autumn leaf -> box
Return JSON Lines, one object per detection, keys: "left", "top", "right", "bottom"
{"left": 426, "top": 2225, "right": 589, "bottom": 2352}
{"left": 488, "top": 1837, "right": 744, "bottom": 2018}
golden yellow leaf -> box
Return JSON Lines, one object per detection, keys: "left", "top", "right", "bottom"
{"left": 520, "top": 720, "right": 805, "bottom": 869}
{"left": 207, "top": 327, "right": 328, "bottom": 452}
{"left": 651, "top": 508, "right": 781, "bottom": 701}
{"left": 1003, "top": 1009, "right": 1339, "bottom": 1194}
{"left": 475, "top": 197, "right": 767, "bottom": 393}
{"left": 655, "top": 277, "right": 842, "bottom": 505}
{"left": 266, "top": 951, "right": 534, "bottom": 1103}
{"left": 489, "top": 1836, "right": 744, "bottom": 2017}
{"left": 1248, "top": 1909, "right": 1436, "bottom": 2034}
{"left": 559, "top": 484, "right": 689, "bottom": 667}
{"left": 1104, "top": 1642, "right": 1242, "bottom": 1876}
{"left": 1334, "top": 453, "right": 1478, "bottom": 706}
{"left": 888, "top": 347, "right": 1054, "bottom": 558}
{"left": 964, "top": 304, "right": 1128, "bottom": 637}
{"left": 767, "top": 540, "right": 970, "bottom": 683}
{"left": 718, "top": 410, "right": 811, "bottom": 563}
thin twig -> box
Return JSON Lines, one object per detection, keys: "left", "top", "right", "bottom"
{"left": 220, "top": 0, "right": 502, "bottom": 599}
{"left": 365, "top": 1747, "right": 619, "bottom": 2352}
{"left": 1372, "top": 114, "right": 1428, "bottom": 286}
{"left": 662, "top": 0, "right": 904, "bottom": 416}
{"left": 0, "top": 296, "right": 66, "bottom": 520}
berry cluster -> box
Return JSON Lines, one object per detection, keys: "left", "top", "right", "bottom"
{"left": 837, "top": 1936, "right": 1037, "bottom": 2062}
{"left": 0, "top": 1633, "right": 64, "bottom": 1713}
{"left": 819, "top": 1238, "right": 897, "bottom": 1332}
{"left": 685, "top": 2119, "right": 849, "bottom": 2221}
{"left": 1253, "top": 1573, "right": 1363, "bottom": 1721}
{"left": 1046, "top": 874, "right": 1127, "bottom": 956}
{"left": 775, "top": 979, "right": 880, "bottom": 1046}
━━━━━━━━━━━━━━━━━━━━━━━━━━━━━━
• _Goal of the exercise_: Which lines above hold the string "leaf"? Please copy all of them.

• _Solution_:
autumn leaf -> box
golden yellow leaf -> box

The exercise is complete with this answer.